Given passage —
* start *

Skip to comments.Environmentalist Laments Introduction of Electricity
Posted on 08/26/2002 5:02:28 AM PDT by kattracks
(CNSNews.com) - "There is a lot of quality to be had in poverty," and the introduction of electricity is "destroying" the cultures of the world's poor, according to a U.S. environmentalist, who commented on the eve of the United Nations Earth Summit in Johannesburg, South Africa.
But a pioneer of the environmental movement who left it because he viewed it as too radical, called the anti-electricity views an example of the "eco-imperialism" of the white upper-middle class who think it's "neat to have Africans with no electricity."
Gar Smith, editor of the Earth Island Institute's online magazine The Edge, spoke about what he considers the virtues of poverty during an interview with CNSNews.com.
Earth Island Institute, the San Francisco-based environmental group, once popular with millions of school children for its efforts to save Keiko, the killer whale that starred in the movie Free Willy, sent representatives to this week's Earth Summit.
"The idea that people are poor doesn't mean that they are not living good lives," Smith said.
Smith called the developing world's poverty "relative" and explained "you can't really have poverty unless you have wealthy people on the scene."
Smith decried the introduction of electricity to the poor residents of the developing world.
"I don't think a lot of electricity is a good thing. It is the fuel that powers a lot of multi-national imagery," Smith said.
According to Smith, electricity can wreak havoc on cultures. "I have seen villages in Africa that had vibrant culture and great communities that were disrupted and destroyed by the introduction of electricity," he said.
With the introduction of electricity, the African villagers spent too much time watching television and listening to the radio, allowing their more primitive traditional ways to fade away, according to Smith.
Smith lamented that "people who used to spend their days and evenings in the streets playing music on their own instruments and sewing clothing for their neighbors on foot peddle powered sewing machines" lost their culture with the advent of electricity.
"If there is going to be electricity, I would like it to be decentralized, small, solar-powered," Smith said.
Smith challenged Americans to give up their own modern conveniences.
"The real question is what personal conveniences and self indulgences are you willing to give up in order to stop destroying the planet?" he asked rhetorically.
The U.S. is not a model for the rest of the world to follow because "the level at which Americans consume is unsustainable," according to Smith. He projected that if the rest of the world consumed at rates similar to the U.S., the environmental degradation would require "three extra planets to exploit."
He called the notion that the U.S. needs to export the "American way" of life nothing more than "myth making" and revealed that many of his friends have already voluntarily given up automobiles in favor of bicycles and mass transit.
Smith used the collapse of communism in the former Soviet Union as an example of how to solve ecological problems.
"There is a solution to climate change and pollution. We saw it happen to Russia when their economy collapsed. Their industrial plants closed down, the skies got clear. Their air is a lot cleaner now," Smith said.

* end *

Information supplied —
* start *

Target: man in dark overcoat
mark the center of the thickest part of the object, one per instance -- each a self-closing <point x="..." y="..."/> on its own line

* end *

Short problem —
Summarize the article on the environmentalist who opposes bringing electricity to the poor in two sentences.

Exercise solution —
Gar Smith, editor of the Earth Island Institute's online magazine The Edge, told CNSNews.com on the eve of the Earth Summit in Johannesburg that there is much quality to be had in poverty and that electricity has disrupted and destroyed vibrant village cultures in Africa. He urged Americans to give up conveniences, called U.S. consumption unsustainable, and cited Russia's economic collapse as a solution to pollution, while a pioneer who had left the environmental movement called such anti-electricity views "eco-imperialism."